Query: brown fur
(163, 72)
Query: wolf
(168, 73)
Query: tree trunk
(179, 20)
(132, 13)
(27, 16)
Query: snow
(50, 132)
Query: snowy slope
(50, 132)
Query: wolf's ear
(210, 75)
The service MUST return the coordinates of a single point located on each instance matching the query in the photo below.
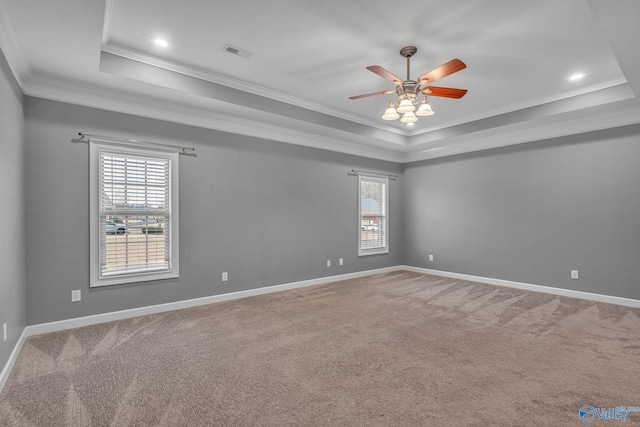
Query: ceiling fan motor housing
(408, 89)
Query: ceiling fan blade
(444, 70)
(385, 74)
(384, 92)
(445, 92)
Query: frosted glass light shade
(409, 117)
(390, 113)
(405, 106)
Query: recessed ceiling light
(159, 41)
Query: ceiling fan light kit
(408, 90)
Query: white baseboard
(4, 376)
(77, 322)
(628, 302)
(135, 312)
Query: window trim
(379, 250)
(96, 146)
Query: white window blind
(135, 214)
(372, 215)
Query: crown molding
(11, 47)
(209, 76)
(107, 99)
(622, 113)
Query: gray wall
(531, 213)
(12, 192)
(266, 212)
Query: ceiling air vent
(237, 51)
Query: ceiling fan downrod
(408, 52)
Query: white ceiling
(309, 57)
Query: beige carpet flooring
(396, 349)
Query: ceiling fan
(408, 90)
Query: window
(133, 213)
(372, 215)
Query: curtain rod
(355, 172)
(135, 141)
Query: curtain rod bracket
(355, 172)
(136, 141)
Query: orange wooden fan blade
(444, 70)
(385, 74)
(445, 92)
(384, 92)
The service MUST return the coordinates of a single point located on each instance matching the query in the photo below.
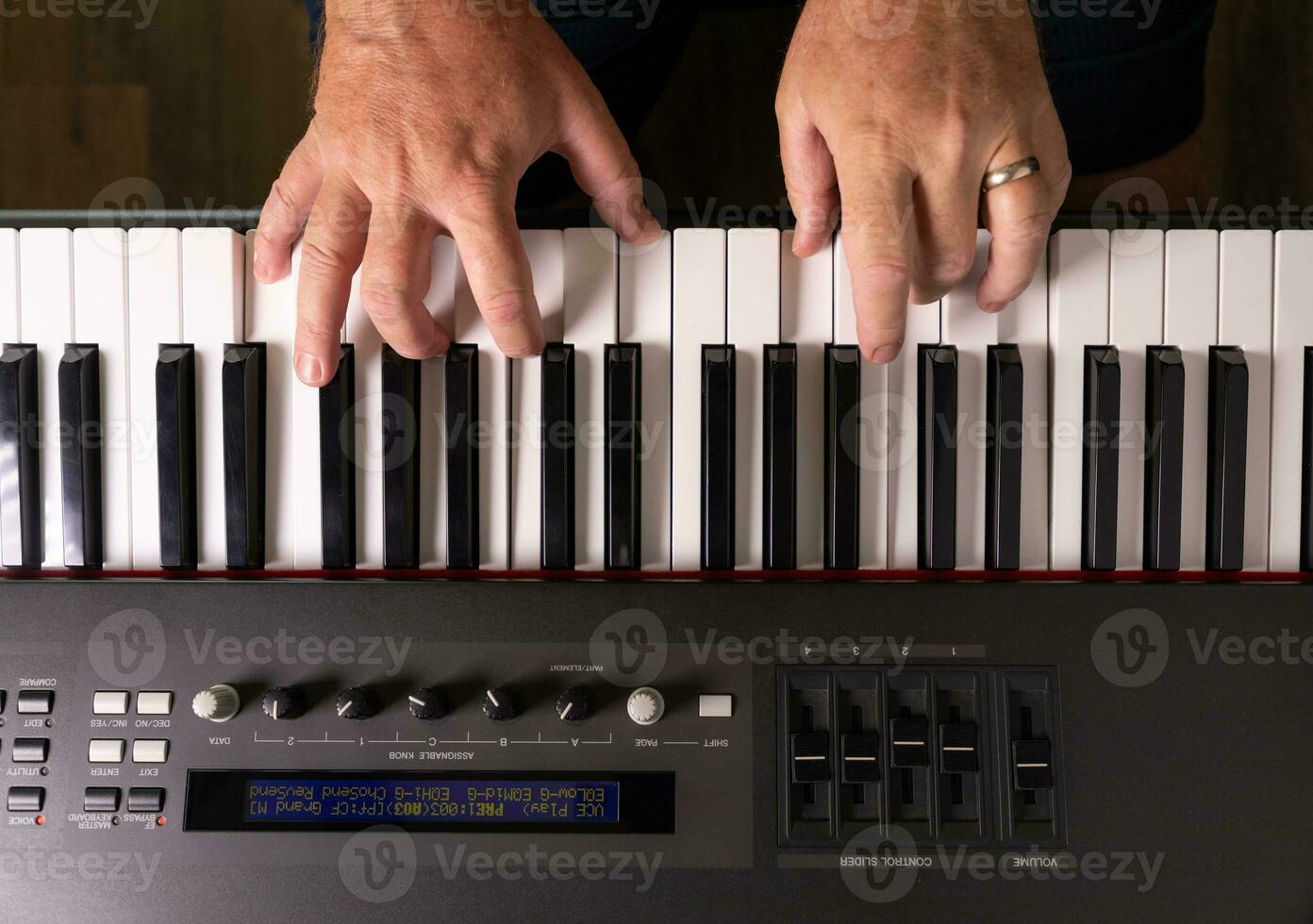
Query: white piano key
(155, 317)
(271, 318)
(8, 287)
(546, 260)
(1245, 321)
(213, 314)
(806, 319)
(100, 317)
(492, 432)
(590, 324)
(874, 462)
(46, 310)
(432, 479)
(699, 319)
(1189, 322)
(1135, 323)
(753, 321)
(645, 319)
(1292, 331)
(1078, 318)
(369, 431)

- Required work
Please transcribe every record above word for word, omitting the pictures.

- Expected output
Query: brown fur
(163, 72)
Query: wolf
(168, 73)
Query: tree trunk
(179, 20)
(132, 13)
(27, 16)
Query: snow
(50, 132)
Query: snowy slope
(50, 132)
Query: wolf's ear
(210, 75)
The service MUST return the coordinates of a single point located on each instance matching the query in the photo below.
Query: ceiling fan motor housing
(408, 89)
Query: ceiling fan blade
(444, 70)
(385, 74)
(384, 92)
(445, 92)
Query: frosted glass light shade
(409, 117)
(390, 113)
(405, 106)
Query: recessed ceiling light
(159, 41)
Query: ceiling fan light kit
(408, 90)
Query: white baseboard
(4, 376)
(77, 322)
(628, 302)
(135, 312)
Query: window trim
(379, 250)
(96, 146)
Query: white window blind
(135, 214)
(372, 215)
Query: crown molding
(11, 47)
(209, 76)
(107, 99)
(622, 113)
Query: gray wall
(531, 213)
(12, 192)
(266, 212)
Query: ceiling air vent
(237, 51)
Query: ceiling fan downrod
(408, 52)
Query: white ceiling
(309, 57)
Query: beige carpet flooring
(396, 349)
Query: ceiling fan
(408, 90)
Query: window
(133, 213)
(372, 215)
Query: curtain rod
(355, 172)
(135, 141)
Query: curtain rod bracket
(355, 172)
(136, 141)
Query: orange wooden fan blade
(444, 70)
(385, 74)
(445, 92)
(384, 92)
The service MUST return the coordinates of a single point located on each instance matching the query in the photo below.
Query: white piano key
(155, 317)
(271, 318)
(8, 287)
(546, 260)
(1245, 321)
(213, 314)
(806, 319)
(100, 317)
(492, 432)
(590, 324)
(874, 462)
(46, 310)
(432, 479)
(699, 319)
(1189, 322)
(1135, 323)
(753, 321)
(645, 319)
(1292, 331)
(1078, 318)
(369, 431)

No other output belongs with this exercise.